▼

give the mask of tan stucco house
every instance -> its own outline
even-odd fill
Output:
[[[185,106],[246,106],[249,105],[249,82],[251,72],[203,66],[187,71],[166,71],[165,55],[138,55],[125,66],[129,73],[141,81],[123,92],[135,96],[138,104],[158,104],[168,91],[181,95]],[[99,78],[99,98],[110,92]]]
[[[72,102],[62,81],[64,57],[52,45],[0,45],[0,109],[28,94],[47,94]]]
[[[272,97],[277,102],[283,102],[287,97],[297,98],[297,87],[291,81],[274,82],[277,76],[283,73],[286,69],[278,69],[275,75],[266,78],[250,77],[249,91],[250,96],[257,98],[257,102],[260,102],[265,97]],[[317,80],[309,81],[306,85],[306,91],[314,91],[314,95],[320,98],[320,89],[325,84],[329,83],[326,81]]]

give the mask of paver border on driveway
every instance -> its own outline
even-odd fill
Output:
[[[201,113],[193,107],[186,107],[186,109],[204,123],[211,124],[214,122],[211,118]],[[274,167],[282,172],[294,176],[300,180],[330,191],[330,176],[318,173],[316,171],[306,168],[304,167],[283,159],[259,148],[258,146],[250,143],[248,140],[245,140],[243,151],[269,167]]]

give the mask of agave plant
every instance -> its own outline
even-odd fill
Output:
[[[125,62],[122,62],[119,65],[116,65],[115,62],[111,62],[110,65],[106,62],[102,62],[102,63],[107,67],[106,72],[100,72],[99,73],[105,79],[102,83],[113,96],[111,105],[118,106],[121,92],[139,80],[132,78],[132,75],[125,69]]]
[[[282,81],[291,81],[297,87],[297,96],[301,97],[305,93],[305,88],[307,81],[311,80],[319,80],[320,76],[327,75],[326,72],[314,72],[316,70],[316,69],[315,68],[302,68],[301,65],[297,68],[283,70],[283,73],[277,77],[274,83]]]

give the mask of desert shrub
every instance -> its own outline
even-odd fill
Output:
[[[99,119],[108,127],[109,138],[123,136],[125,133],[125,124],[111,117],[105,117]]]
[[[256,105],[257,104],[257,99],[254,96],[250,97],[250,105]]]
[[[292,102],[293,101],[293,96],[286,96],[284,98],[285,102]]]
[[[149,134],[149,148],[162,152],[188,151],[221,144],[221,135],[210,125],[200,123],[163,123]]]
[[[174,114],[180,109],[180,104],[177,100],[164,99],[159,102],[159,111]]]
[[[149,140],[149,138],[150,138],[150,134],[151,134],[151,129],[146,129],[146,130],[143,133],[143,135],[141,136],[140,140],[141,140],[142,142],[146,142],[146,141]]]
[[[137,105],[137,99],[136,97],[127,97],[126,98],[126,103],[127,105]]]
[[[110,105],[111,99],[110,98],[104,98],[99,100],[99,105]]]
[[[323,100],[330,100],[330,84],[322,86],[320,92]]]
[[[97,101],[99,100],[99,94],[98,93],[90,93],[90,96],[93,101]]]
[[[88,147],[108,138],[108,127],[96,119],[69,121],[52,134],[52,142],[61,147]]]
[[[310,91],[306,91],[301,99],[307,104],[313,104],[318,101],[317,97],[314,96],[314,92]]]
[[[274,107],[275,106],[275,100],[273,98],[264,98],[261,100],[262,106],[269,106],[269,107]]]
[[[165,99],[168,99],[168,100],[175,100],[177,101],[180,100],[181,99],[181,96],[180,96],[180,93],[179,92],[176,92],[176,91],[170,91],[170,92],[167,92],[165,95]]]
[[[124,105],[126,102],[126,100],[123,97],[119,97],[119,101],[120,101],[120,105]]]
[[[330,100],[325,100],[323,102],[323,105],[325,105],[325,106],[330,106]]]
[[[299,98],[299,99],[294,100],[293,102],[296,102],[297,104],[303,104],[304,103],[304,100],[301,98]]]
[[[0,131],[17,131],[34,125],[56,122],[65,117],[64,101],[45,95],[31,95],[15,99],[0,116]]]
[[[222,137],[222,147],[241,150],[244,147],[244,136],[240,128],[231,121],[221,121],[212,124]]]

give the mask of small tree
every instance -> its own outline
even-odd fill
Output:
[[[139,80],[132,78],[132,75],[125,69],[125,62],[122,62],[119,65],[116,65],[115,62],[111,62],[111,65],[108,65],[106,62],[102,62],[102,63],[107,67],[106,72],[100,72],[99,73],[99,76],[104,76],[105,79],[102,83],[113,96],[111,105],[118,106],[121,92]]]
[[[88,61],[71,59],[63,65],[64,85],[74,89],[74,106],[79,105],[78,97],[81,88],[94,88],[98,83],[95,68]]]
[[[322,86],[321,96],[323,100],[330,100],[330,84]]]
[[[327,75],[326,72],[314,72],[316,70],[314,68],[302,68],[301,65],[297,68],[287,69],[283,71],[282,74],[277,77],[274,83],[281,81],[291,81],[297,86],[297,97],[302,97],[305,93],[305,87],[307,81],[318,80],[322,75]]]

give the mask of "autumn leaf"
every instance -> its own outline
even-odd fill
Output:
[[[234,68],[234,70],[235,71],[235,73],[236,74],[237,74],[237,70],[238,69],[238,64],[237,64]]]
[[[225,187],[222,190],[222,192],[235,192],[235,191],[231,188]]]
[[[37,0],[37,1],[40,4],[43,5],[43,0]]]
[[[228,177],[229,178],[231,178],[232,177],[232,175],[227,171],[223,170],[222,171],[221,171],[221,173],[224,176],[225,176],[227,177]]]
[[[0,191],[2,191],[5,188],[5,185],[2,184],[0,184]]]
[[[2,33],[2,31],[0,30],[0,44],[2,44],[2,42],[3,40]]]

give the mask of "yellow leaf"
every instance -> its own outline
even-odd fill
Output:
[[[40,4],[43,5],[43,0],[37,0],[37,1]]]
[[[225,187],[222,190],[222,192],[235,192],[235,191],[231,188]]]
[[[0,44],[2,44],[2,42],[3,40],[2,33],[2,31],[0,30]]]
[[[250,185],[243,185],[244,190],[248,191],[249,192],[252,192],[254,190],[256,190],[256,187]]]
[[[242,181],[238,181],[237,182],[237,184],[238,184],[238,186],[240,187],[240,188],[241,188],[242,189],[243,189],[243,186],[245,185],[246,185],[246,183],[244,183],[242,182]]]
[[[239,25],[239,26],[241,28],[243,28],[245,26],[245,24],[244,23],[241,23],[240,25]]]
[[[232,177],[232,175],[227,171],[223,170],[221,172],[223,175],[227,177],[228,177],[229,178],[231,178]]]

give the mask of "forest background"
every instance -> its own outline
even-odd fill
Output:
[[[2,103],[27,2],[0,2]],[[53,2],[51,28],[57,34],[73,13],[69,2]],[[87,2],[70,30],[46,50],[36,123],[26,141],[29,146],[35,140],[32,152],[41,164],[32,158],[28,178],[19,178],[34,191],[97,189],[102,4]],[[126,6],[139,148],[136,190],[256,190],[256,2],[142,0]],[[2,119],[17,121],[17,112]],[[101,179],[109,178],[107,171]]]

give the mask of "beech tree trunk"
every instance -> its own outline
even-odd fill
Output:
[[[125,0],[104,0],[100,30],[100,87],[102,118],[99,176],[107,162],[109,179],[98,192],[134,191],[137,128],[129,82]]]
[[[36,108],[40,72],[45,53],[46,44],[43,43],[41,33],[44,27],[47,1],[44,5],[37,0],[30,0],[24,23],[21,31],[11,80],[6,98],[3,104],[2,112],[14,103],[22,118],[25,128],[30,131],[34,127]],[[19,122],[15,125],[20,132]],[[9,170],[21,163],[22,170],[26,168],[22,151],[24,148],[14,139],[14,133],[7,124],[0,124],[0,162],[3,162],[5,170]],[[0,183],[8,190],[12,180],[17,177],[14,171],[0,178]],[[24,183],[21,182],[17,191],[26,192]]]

▲

■ What this task involves
Reproduce the entire listing above line for line, keeping every character unchanged.

■ Complete answer
give the mask of tan stucco house
every instance -> its own outline
even-odd fill
Output:
[[[185,106],[246,106],[249,105],[249,82],[251,72],[203,66],[187,71],[166,71],[165,55],[138,55],[125,66],[129,73],[141,81],[123,92],[135,96],[138,104],[158,104],[168,91],[181,95]],[[99,78],[99,98],[110,92]]]
[[[72,102],[62,81],[64,57],[52,45],[0,45],[0,109],[28,94],[47,94]]]
[[[272,97],[277,102],[283,102],[287,97],[297,98],[297,87],[291,81],[274,82],[277,76],[283,73],[286,69],[278,69],[275,75],[266,78],[250,77],[249,91],[250,96],[257,98],[257,102],[260,102],[265,97]],[[317,80],[309,81],[306,85],[306,91],[314,91],[314,95],[320,98],[320,89],[325,84],[329,83],[326,81]]]

give the mask of paver border on driveway
every instance -> its own outline
even-odd fill
Output:
[[[201,113],[193,107],[186,107],[186,109],[204,123],[211,124],[214,122],[211,118]],[[274,167],[282,172],[294,176],[300,180],[330,191],[330,176],[318,173],[316,171],[306,168],[304,167],[283,159],[259,148],[258,146],[250,143],[248,140],[245,140],[243,151],[269,167]]]

give the mask of agave plant
every instance -> its own outline
even-odd fill
Output:
[[[125,62],[122,62],[119,65],[116,65],[115,62],[111,62],[110,65],[106,62],[102,62],[102,63],[107,67],[106,72],[100,72],[99,73],[105,79],[102,83],[113,96],[111,105],[118,106],[121,92],[139,80],[132,78],[132,75],[125,69]]]
[[[282,81],[291,81],[297,87],[297,96],[301,97],[305,93],[305,88],[307,81],[311,80],[319,80],[320,76],[327,75],[326,72],[314,72],[316,70],[316,69],[315,68],[302,68],[301,65],[297,68],[283,70],[283,73],[277,77],[274,83]]]

give the mask of desert shrub
every instance -> its own outline
even-odd fill
Output:
[[[99,119],[108,127],[109,138],[123,136],[125,133],[125,124],[111,117],[105,117]]]
[[[256,105],[257,104],[257,99],[254,96],[250,97],[250,105]]]
[[[292,102],[293,101],[293,96],[286,96],[284,98],[285,102]]]
[[[149,134],[149,148],[162,152],[188,151],[221,144],[221,135],[210,125],[200,123],[163,123]]]
[[[174,114],[180,109],[180,104],[177,100],[164,99],[159,102],[159,111]]]
[[[149,140],[149,138],[150,138],[150,134],[151,134],[151,129],[146,129],[146,130],[143,133],[143,135],[141,136],[140,140],[141,140],[142,142],[146,142],[146,141]]]
[[[137,105],[137,99],[136,97],[127,97],[126,98],[126,103],[127,105]]]
[[[110,105],[111,99],[110,98],[104,98],[99,100],[99,105]]]
[[[323,100],[330,100],[330,84],[322,86],[320,92]]]
[[[97,101],[99,100],[99,94],[98,93],[90,93],[90,96],[93,101]]]
[[[88,147],[108,138],[108,127],[96,119],[69,121],[52,134],[52,142],[61,147]]]
[[[310,91],[306,91],[301,99],[307,104],[313,104],[318,101],[317,97],[314,96],[314,92]]]
[[[274,107],[275,106],[275,100],[273,98],[264,98],[261,100],[262,106],[269,106],[269,107]]]
[[[165,99],[168,99],[168,100],[175,100],[177,101],[180,100],[181,99],[181,96],[180,96],[180,93],[179,92],[176,92],[176,91],[170,91],[170,92],[167,92],[165,95]]]
[[[124,105],[126,102],[126,100],[123,97],[119,97],[119,101],[120,101],[120,105]]]
[[[330,100],[325,100],[323,102],[323,105],[325,105],[325,106],[330,106]]]
[[[299,98],[299,99],[294,100],[293,102],[296,102],[297,104],[303,104],[304,103],[304,100],[301,98]]]
[[[0,131],[17,131],[34,125],[56,122],[65,117],[64,101],[45,95],[31,95],[15,99],[0,116]]]
[[[222,137],[222,147],[241,150],[244,147],[244,136],[240,128],[231,121],[221,121],[212,124]]]

give the mask of small tree
every instance -> its own outline
even-odd fill
Output:
[[[139,80],[132,78],[132,75],[125,69],[125,62],[122,62],[119,65],[116,65],[115,62],[111,62],[111,65],[108,65],[106,62],[102,62],[102,63],[107,67],[106,72],[100,72],[99,73],[99,76],[104,76],[105,79],[102,83],[113,96],[111,105],[118,106],[121,92]]]
[[[88,61],[71,59],[63,65],[64,85],[74,89],[74,106],[79,105],[78,97],[81,88],[94,88],[98,83],[95,68]]]
[[[322,86],[321,96],[323,100],[330,100],[330,84]]]
[[[327,75],[326,72],[314,72],[316,70],[314,68],[302,68],[301,65],[297,68],[287,69],[283,71],[282,74],[277,77],[274,83],[281,81],[291,81],[297,86],[297,97],[302,97],[305,93],[305,87],[307,81],[318,80],[322,75]]]

give the mask of "autumn leaf"
every instance -> its own outline
even-odd fill
Output:
[[[234,68],[234,70],[235,71],[235,73],[236,74],[237,74],[237,70],[238,69],[238,64],[237,64]]]
[[[225,187],[222,190],[222,192],[235,192],[235,191],[231,188]]]
[[[37,0],[37,1],[40,4],[43,5],[43,0]]]
[[[228,177],[229,178],[231,178],[232,177],[232,175],[227,171],[223,170],[222,171],[221,171],[221,173],[224,176],[225,176],[227,177]]]
[[[0,191],[2,191],[5,188],[5,185],[2,184],[0,184]]]
[[[2,33],[2,31],[0,30],[0,44],[2,44],[2,42],[3,40]]]

give the mask of "yellow leaf"
every instance -> its own outline
even-odd fill
Output:
[[[40,4],[43,5],[43,0],[37,0],[37,1]]]
[[[225,187],[222,190],[222,192],[235,192],[235,191],[231,188]]]
[[[0,44],[2,44],[2,42],[3,40],[2,33],[2,31],[0,30]]]
[[[250,185],[243,185],[244,190],[248,191],[249,192],[252,192],[254,190],[256,190],[256,187]]]
[[[242,181],[238,181],[237,182],[237,184],[238,184],[238,186],[240,187],[240,188],[241,188],[242,189],[243,189],[243,186],[245,185],[246,185],[246,183],[244,183],[242,182]]]
[[[239,25],[239,26],[241,28],[243,28],[245,26],[245,24],[244,23],[241,23],[240,25]]]
[[[232,177],[232,175],[227,171],[223,170],[221,172],[223,175],[227,177],[228,177],[229,178],[231,178]]]

give the mask of "forest background"
every instance -> its own outline
even-odd fill
Output:
[[[2,103],[27,2],[0,2]],[[53,2],[51,28],[57,34],[73,13],[69,2]],[[87,2],[70,30],[46,50],[36,123],[26,141],[29,146],[35,140],[32,152],[41,164],[32,158],[28,178],[19,178],[34,191],[97,189],[102,4]],[[126,6],[139,148],[136,190],[256,190],[256,2],[142,0]],[[2,119],[17,121],[17,112]],[[101,179],[109,178],[107,171]]]

give the mask of "beech tree trunk"
every instance -> its own outline
even-odd fill
Output:
[[[125,0],[104,0],[100,30],[100,87],[102,118],[99,176],[107,162],[109,179],[98,192],[134,191],[137,128],[129,82]]]
[[[36,108],[40,72],[45,53],[46,44],[43,43],[41,33],[44,27],[47,1],[44,5],[37,0],[30,0],[24,23],[21,31],[11,80],[6,98],[3,104],[2,112],[14,103],[22,118],[25,128],[30,131],[34,127]],[[19,122],[15,125],[20,132]],[[9,170],[21,163],[22,170],[26,168],[22,151],[24,148],[14,139],[14,133],[7,124],[0,124],[0,162],[3,162],[5,170]],[[0,183],[8,190],[12,180],[17,177],[14,171],[0,178]],[[24,183],[21,182],[17,191],[26,192]]]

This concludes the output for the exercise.